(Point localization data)
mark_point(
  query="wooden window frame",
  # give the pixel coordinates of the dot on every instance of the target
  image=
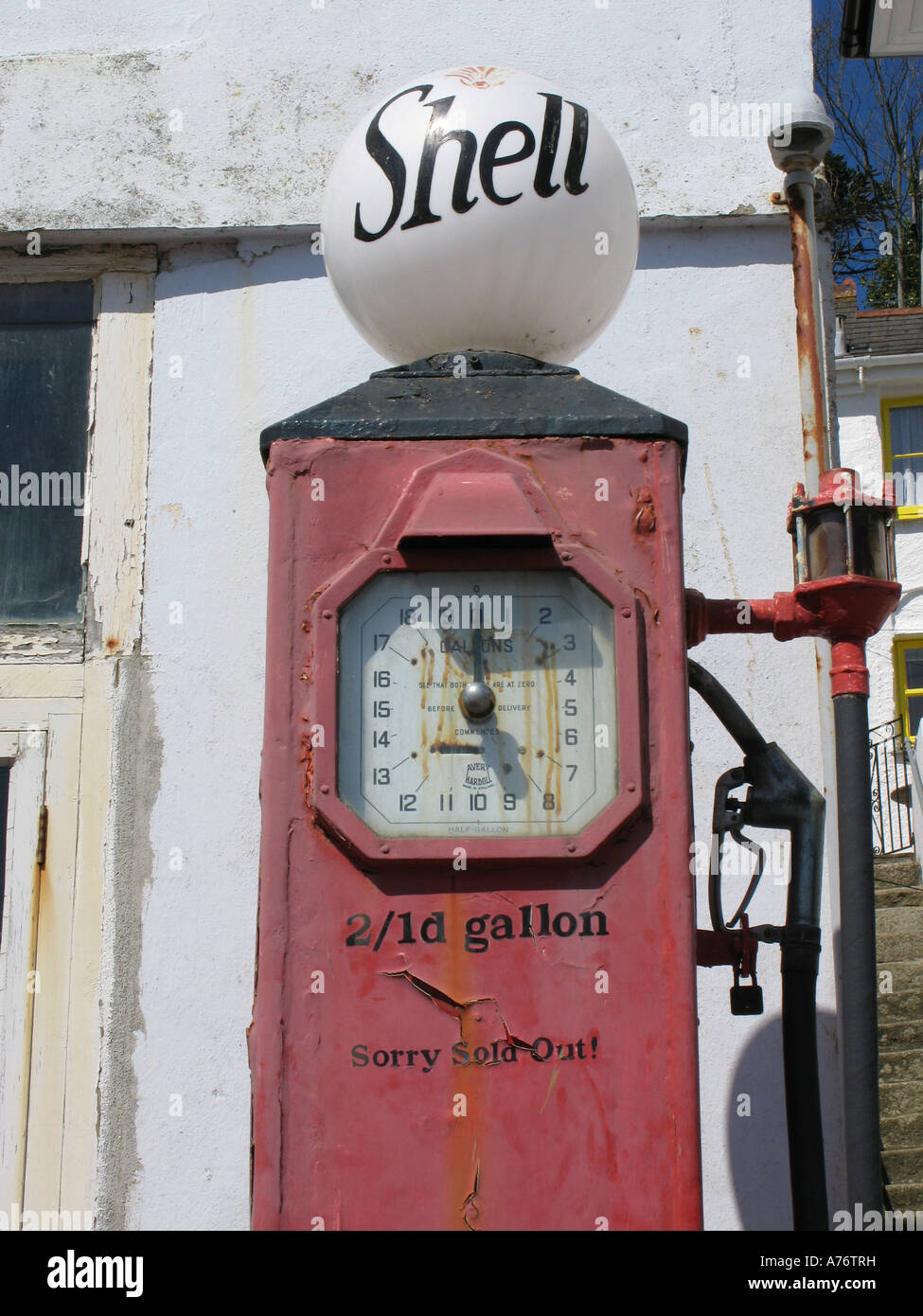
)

==

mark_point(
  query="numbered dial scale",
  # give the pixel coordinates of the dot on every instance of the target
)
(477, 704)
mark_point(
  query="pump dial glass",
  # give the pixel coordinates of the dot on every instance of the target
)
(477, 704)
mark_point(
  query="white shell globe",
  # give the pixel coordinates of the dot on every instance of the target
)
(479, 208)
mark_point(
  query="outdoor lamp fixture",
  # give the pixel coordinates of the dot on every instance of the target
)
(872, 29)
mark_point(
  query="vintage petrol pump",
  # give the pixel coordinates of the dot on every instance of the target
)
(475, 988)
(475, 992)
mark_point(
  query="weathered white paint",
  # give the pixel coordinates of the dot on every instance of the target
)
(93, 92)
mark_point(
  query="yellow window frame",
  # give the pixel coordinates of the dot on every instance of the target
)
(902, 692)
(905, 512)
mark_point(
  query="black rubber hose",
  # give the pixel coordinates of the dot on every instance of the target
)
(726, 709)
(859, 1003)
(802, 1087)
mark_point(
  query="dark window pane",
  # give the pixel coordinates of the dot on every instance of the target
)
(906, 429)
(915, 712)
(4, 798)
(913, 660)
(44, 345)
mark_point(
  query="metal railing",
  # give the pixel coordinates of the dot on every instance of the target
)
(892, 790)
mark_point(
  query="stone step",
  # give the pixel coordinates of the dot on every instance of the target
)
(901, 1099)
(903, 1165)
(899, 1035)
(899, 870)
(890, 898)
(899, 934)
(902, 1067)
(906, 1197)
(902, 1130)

(DESCRIPTION OF THE TASK): If a line above holds the string "white", return it as it stands.

(FINISHED EXERCISE):
  query="white shell globe",
  query="weathered white paint",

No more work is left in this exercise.